Excerpted text →
□ □ □

In this next section, we will use some of the latest news in the crypto-currency market and run a sentence through both our POS taggers (NLTK, spaCy) and compare the results. I chose to use crypto as the primary news as the verbage is considered "modern" to see how up to date some of the dictionaries both NLTK and spaCy uses. 

For our testing purpose we will observe the sentence below:
> "It feels like Congress is starting to look a bit more closely at crypto"

To begin, we will first manually do a POS tag on the sentence:

> ('It', 'PRP'), ('feels', 'VBZ'), ('like', 'IN'), ('Congress', 'NNP'), ('is', 'VBZ'), ('starting', 'VBG'), ('to', 'TO'), ('look', 'VB'), ('a', 'DT'), ('bit', 'NN'), ('more', 'RBR'), ('closely', 'RB'), ('at', 'IN'), ('crypto', 'NN')



In [74]:
news_sentence_1 = '''It feels like Congress is starting to look a bit more closely at crypto'''
news_sentence_2 = '''Last week, U.S. Sen. Elizabeth Warren (D-Mass.), a former presidential contender and a longstanding advocate for consumer protections, hosted a Senate subcommittee hearing on cryptocurrencies.'''
news = [news_sentence_1, news_sentence_2]


nltk_pos = []
spacy_pos = []

def pos_compare(show_results=False):
    num = 0
    for i in news:
        num +=1
        # returns token word count
        news_token = toktok.tokenize(i)

□ □ □

Data to use →
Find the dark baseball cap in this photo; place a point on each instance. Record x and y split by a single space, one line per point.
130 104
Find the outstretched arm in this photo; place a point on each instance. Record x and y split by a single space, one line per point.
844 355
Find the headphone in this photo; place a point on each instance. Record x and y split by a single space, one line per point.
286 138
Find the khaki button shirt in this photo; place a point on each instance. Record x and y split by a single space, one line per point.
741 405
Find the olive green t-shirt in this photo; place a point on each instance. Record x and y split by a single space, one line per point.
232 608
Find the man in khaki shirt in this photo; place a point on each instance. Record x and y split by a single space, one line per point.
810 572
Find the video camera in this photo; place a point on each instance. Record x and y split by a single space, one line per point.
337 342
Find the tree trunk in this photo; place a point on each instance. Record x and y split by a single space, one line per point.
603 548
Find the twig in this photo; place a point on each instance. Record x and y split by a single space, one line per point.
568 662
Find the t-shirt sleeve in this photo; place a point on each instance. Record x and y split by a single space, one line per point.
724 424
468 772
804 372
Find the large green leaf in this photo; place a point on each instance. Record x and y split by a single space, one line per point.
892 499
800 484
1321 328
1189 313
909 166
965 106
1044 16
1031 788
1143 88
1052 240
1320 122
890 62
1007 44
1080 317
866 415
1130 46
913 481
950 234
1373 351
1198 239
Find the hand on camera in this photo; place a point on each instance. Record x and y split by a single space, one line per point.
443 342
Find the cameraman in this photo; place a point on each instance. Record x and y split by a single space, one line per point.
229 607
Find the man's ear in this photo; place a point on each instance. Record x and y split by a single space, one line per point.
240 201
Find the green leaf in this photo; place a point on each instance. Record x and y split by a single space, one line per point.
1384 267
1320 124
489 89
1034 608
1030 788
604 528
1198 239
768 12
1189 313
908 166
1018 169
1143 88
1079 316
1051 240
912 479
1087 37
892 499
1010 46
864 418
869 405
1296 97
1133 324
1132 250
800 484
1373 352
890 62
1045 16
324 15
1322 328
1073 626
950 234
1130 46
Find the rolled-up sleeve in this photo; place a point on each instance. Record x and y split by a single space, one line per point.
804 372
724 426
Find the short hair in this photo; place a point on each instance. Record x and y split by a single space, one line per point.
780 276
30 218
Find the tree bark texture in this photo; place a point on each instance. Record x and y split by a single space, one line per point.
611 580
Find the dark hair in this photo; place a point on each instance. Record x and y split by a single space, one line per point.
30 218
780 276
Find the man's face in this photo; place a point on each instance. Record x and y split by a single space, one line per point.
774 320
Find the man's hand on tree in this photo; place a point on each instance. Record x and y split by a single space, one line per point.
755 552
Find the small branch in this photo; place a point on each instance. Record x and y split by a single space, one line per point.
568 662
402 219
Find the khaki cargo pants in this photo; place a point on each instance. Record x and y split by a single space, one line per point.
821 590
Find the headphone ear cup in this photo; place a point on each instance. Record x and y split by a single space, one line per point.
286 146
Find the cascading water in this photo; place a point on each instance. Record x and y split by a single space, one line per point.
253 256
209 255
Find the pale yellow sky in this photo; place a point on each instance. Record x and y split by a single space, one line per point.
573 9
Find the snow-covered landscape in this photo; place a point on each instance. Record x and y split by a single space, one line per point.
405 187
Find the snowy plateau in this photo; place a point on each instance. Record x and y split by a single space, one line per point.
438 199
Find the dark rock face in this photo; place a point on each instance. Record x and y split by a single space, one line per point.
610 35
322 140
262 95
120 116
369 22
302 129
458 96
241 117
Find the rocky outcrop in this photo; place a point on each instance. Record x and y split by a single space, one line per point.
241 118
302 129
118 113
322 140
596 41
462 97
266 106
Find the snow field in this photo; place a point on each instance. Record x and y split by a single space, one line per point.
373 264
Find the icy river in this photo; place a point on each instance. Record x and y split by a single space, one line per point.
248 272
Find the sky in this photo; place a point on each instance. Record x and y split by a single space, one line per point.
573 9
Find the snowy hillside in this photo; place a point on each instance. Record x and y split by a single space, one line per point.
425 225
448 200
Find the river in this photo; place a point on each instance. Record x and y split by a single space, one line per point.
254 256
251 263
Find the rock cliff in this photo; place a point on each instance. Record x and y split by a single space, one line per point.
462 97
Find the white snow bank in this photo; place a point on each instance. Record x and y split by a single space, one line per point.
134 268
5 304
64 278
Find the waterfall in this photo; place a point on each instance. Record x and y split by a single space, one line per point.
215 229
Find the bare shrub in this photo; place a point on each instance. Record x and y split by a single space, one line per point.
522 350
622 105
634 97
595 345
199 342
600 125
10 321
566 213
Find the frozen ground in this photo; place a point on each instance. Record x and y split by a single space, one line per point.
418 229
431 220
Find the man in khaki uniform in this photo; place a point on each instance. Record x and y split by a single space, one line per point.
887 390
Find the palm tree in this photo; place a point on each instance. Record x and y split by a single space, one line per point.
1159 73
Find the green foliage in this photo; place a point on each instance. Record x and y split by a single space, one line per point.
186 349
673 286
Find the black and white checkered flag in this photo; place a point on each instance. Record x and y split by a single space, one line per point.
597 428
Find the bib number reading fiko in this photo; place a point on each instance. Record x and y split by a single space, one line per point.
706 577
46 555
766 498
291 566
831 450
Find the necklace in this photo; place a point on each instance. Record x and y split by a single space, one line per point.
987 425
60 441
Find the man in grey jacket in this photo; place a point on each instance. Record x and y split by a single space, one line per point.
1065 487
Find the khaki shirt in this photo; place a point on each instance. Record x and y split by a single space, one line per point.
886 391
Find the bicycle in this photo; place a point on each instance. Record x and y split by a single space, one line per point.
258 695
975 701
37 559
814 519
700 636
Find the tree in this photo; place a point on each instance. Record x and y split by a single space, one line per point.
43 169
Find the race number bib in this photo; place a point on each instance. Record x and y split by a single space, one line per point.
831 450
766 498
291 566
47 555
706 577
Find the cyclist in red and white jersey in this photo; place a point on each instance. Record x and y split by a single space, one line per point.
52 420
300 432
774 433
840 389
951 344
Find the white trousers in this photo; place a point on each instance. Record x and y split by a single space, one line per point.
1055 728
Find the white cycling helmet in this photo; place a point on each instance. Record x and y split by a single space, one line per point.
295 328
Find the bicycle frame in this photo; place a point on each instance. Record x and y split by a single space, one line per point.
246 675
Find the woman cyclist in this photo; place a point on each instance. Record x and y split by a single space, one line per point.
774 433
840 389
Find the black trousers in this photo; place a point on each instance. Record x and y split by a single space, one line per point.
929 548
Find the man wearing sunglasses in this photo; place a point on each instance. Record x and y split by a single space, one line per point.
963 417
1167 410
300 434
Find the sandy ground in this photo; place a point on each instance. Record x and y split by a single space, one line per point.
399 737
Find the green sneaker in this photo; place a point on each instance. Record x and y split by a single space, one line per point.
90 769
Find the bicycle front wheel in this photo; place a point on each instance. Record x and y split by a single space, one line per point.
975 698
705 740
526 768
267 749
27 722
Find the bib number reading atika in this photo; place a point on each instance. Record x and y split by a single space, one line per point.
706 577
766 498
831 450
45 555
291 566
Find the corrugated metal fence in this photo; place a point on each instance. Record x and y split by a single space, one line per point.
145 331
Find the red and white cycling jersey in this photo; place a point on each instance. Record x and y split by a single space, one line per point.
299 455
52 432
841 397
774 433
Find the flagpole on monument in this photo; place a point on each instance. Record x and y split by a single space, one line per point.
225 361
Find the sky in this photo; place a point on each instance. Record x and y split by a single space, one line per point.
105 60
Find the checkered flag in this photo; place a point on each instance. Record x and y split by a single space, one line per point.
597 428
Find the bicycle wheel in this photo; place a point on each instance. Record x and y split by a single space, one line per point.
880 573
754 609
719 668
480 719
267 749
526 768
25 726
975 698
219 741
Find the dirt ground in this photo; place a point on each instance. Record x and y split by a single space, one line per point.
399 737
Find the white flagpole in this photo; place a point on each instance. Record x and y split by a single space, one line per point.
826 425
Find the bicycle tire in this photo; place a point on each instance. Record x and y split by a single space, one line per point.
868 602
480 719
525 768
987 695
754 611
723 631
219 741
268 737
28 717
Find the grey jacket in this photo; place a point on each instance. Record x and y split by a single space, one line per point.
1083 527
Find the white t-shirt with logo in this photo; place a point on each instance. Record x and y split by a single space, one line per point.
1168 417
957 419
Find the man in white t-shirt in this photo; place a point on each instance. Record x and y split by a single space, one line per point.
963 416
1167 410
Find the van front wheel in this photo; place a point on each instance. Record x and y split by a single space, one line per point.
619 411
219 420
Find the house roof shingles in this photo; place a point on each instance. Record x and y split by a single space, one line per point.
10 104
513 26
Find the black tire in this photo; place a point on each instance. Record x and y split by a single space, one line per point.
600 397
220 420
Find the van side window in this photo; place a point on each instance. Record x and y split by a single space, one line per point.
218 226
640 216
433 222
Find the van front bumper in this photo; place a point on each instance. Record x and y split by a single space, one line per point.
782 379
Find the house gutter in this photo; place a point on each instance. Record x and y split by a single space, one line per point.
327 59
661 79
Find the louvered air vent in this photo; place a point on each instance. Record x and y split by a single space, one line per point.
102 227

□ □ □

Given exercise A →
Translate this sentence from the POS tagging text into Spanish: "To begin, we will first manually do a POS tag on the sentence:"
Given exercise B →
Pick out each line of the rows that holds the word "house". Case counts.

Task output A →
Para empezar, primero haremos manualmente un etiquetado POS de la oración:

Task output B →
Find the house roof shingles in this photo; place a point on each instance. Record x and y split by a single space, one line per point.
Find the house gutter in this photo; place a point on each instance. Record x and y split by a single space, one line per point.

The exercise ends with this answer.